Please copy all of the entries exactly, but drop every picture.

***** Material for the task *****

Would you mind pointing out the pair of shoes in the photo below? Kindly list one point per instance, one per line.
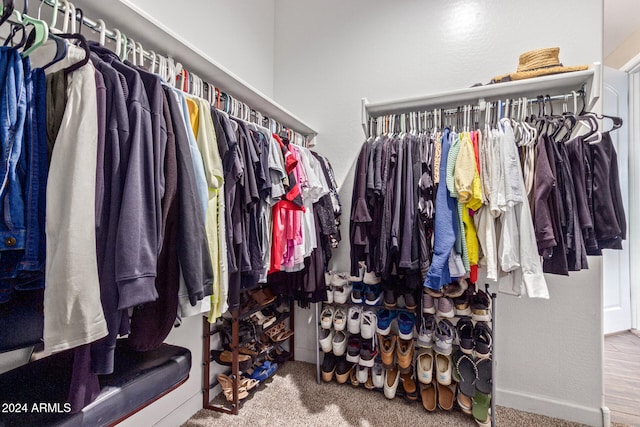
(444, 336)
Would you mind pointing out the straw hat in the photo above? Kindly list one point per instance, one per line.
(538, 62)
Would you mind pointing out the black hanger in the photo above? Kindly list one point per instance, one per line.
(7, 10)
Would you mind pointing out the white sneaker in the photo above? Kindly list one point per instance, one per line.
(368, 324)
(362, 374)
(377, 373)
(354, 319)
(339, 343)
(339, 320)
(326, 338)
(326, 318)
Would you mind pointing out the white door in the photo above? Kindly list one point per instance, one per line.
(617, 291)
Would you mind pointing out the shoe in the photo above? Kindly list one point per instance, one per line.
(371, 278)
(362, 374)
(482, 340)
(357, 292)
(445, 308)
(328, 367)
(343, 368)
(464, 329)
(428, 303)
(406, 322)
(405, 354)
(389, 299)
(339, 319)
(425, 332)
(326, 339)
(385, 318)
(409, 385)
(392, 379)
(339, 343)
(353, 349)
(409, 301)
(424, 366)
(354, 319)
(372, 295)
(377, 375)
(326, 317)
(455, 288)
(444, 335)
(481, 307)
(368, 324)
(368, 353)
(443, 369)
(387, 350)
(429, 396)
(462, 304)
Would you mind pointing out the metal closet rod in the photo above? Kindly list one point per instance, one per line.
(95, 26)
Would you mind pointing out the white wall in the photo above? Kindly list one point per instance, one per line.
(549, 352)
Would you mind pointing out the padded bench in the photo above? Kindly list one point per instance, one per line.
(140, 378)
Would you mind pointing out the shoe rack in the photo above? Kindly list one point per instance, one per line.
(478, 401)
(241, 333)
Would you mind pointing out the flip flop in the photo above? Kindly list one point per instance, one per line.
(468, 375)
(484, 372)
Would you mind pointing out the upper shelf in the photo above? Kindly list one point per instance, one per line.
(142, 27)
(552, 84)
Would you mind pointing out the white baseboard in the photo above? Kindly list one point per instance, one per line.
(552, 407)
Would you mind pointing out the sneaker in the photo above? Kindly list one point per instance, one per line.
(343, 368)
(424, 366)
(339, 320)
(443, 368)
(387, 350)
(481, 307)
(463, 304)
(392, 379)
(482, 340)
(425, 334)
(385, 318)
(372, 295)
(389, 299)
(444, 335)
(328, 367)
(406, 323)
(409, 301)
(464, 328)
(405, 354)
(377, 375)
(353, 349)
(371, 278)
(354, 319)
(368, 353)
(445, 308)
(428, 303)
(339, 343)
(357, 292)
(326, 339)
(326, 318)
(455, 288)
(368, 324)
(362, 374)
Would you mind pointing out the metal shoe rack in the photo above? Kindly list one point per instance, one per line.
(492, 295)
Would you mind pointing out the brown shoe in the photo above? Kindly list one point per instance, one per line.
(387, 350)
(405, 354)
(429, 397)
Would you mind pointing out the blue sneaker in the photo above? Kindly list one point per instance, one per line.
(406, 321)
(385, 318)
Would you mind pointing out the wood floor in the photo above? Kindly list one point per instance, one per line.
(622, 377)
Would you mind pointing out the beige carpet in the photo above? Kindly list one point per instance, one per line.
(293, 398)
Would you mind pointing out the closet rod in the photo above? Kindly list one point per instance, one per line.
(112, 35)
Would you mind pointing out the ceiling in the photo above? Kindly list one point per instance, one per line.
(621, 19)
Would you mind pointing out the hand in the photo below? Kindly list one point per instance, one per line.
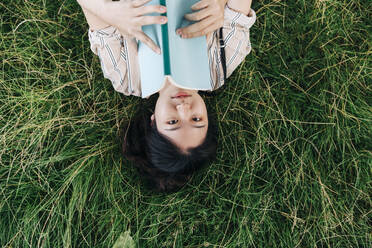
(209, 16)
(129, 17)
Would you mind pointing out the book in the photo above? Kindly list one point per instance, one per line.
(183, 61)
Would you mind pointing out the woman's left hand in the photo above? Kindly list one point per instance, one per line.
(209, 16)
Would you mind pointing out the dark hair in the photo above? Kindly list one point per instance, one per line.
(163, 165)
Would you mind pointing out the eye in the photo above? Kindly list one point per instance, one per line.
(172, 122)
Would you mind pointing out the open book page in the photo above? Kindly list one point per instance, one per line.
(151, 64)
(188, 57)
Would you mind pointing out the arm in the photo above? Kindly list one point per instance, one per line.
(127, 16)
(209, 15)
(242, 6)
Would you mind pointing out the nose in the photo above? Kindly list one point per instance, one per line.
(183, 110)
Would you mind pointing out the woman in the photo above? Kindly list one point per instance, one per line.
(169, 145)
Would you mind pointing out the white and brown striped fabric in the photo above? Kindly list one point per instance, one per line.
(119, 61)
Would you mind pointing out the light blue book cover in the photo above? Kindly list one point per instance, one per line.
(183, 61)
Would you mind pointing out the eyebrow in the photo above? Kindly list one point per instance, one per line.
(176, 128)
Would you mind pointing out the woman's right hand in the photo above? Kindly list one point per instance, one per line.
(128, 16)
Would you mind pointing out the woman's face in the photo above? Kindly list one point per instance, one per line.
(181, 115)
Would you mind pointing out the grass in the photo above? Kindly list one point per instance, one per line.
(294, 160)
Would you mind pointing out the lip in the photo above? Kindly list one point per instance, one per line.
(181, 95)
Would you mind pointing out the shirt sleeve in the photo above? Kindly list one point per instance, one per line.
(118, 58)
(236, 36)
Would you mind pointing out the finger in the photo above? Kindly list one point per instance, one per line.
(139, 3)
(199, 15)
(203, 32)
(147, 41)
(149, 20)
(200, 5)
(196, 27)
(148, 9)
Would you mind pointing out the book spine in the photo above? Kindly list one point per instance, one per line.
(165, 39)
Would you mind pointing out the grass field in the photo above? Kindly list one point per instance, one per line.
(293, 167)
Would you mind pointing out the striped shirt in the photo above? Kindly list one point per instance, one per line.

*****

## Solution for this problem
Would you mind pointing out the pair of shoes in the photo below? Kindly list one point per instance, one per line.
(444, 336)
Would you mind pointing out the straw hat in the photo above? Kindly list one point per instance, one per line.
(538, 62)
Would you mind pointing out the black hanger in the photo above? Kindly list one point per instance, one per line.
(7, 10)
Would you mind pointing out the white sneaker in the photo above? Kindly list one point per instance, one per line.
(368, 324)
(362, 374)
(377, 373)
(354, 319)
(339, 343)
(339, 320)
(326, 338)
(326, 318)
Would you mind pointing out the white door in the photo above? Kindly list one point per instance, one per line.
(617, 291)
Would you mind pointing out the shoe in the photo above? Kindly list one point per instance, one per line.
(371, 278)
(362, 374)
(482, 340)
(357, 292)
(445, 308)
(328, 367)
(343, 368)
(464, 329)
(428, 303)
(406, 322)
(405, 354)
(389, 299)
(339, 319)
(425, 332)
(326, 339)
(385, 318)
(409, 385)
(392, 379)
(339, 343)
(353, 349)
(409, 301)
(424, 366)
(354, 319)
(372, 295)
(377, 375)
(326, 317)
(455, 288)
(444, 335)
(481, 307)
(368, 324)
(368, 353)
(443, 369)
(387, 350)
(429, 396)
(462, 304)
Would you mind pointing out the metal closet rod in the photo above? Kindly list one point per instance, one per line.
(95, 26)
Would you mind pointing out the white wall in the photo above? Kindly list one point per instance, one per line.
(549, 352)
Would you mind pointing out the padded bench in the photo above? Kindly list one point per instance, one per line.
(140, 378)
Would you mind pointing out the shoe rack in the photo above? Kindly list one point per instance, one per line.
(478, 401)
(241, 333)
Would you mind pointing out the flip flop in the photo above? Kindly list one point per instance, one per line.
(468, 375)
(484, 372)
Would you mind pointing out the upper shelf in the photo above? Kindly list one point per instance, one per line.
(142, 27)
(552, 84)
Would you mind pointing out the white baseboard in the photo above? Kindly list one point per instance, one per line.
(552, 407)
Would you mind pointing out the sneaker in the photo above? Kindly list one point per instance, one per line.
(343, 368)
(424, 366)
(339, 320)
(443, 368)
(387, 350)
(481, 307)
(463, 304)
(392, 379)
(482, 340)
(425, 334)
(385, 318)
(372, 295)
(389, 299)
(444, 335)
(328, 367)
(406, 323)
(409, 301)
(464, 328)
(405, 354)
(377, 375)
(353, 349)
(371, 278)
(354, 319)
(368, 353)
(445, 308)
(428, 303)
(339, 343)
(357, 292)
(326, 339)
(326, 318)
(455, 288)
(368, 324)
(362, 374)
Would you mind pointing out the metal shoe rack in the photo above? Kindly list one point per instance, one per line.
(492, 295)
Would you mind pointing out the brown shoe in the photo above? Kindly list one point per instance, one per line.
(387, 350)
(405, 354)
(429, 397)
Would you mind pointing out the blue sneaker in the photo above? Kindly list one point per instance, one per line.
(406, 321)
(385, 318)
Would you mind pointing out the wood floor in the photo above? Kindly list one point per instance, one per line.
(622, 377)
Would you mind pointing out the beige carpet in the photo above? Kindly list one point per instance, one per line.
(293, 398)
Would you mind pointing out the closet rod in the photo above? Kindly list one point per instance, one per line.
(112, 35)
Would you mind pointing out the ceiling in the photo above? Kindly list one point per instance, one per line.
(621, 19)
Would you mind pointing out the hand in the photo below? Kindly list one point per instance, one per line.
(209, 16)
(129, 17)
Would you mind pointing out the book in the photo above? Kindly list one point per instance, one per line.
(183, 61)
Would you mind pointing out the woman's left hand in the photo above? Kindly list one point per instance, one per line.
(209, 16)
Would you mind pointing out the dark hair in the photo above? Kindly list one point per instance, one per line.
(163, 165)
Would you mind pointing out the eye in the photo above? Kindly list one point per instance, one per line.
(172, 122)
Would you mind pointing out the open book page in the photo above? Kindly list one point per instance, one per line.
(151, 64)
(188, 57)
Would you mind pointing out the arm in the photo above? Kindly list one point per instance, one per line.
(127, 16)
(209, 15)
(242, 6)
Would you mind pointing out the nose in the photo above? Kindly list one point per instance, one per line.
(183, 110)
Would you mind pointing out the woman in the photo above? Kindly list one point per instance, one per line.
(169, 145)
Would you mind pointing out the white and brown striped fabric in the photo above? Kindly list one point per instance, one per line.
(119, 61)
Would you mind pointing out the light blue book cover in the photo above? Kindly list one point per instance, one per line.
(183, 61)
Would you mind pointing out the eyebrow in the photo above? Kindly list one point per instance, one per line.
(176, 128)
Would you mind pointing out the woman's right hand in the photo above? Kindly list one point per instance, one per line.
(128, 16)
Would you mind pointing out the woman's face in the photo above? Kindly list one point per instance, one per line.
(181, 115)
Would you mind pointing out the grass in the photo above? Kindly list one point per instance, one per line.
(294, 160)
Would you mind pointing out the lip in the photo above? Kindly list one point per instance, one per line.
(181, 95)
Would you mind pointing out the shirt sleeve in the photo above? Kindly list one point per instance, one per line.
(118, 58)
(236, 36)
Would you mind pointing out the finger in the photo above? Kindly list one point per instance, one per line.
(139, 3)
(199, 15)
(203, 32)
(147, 41)
(149, 20)
(200, 5)
(196, 27)
(148, 9)
Would you mind pointing out the book spine in the photo above? Kindly list one point per instance, one per line.
(165, 39)
Would you mind pointing out the grass field in the photo above? Kindly list one point per instance, one per line.
(293, 167)
Would you mind pointing out the striped shirt in the photo above? Kindly list one point per instance, one per line.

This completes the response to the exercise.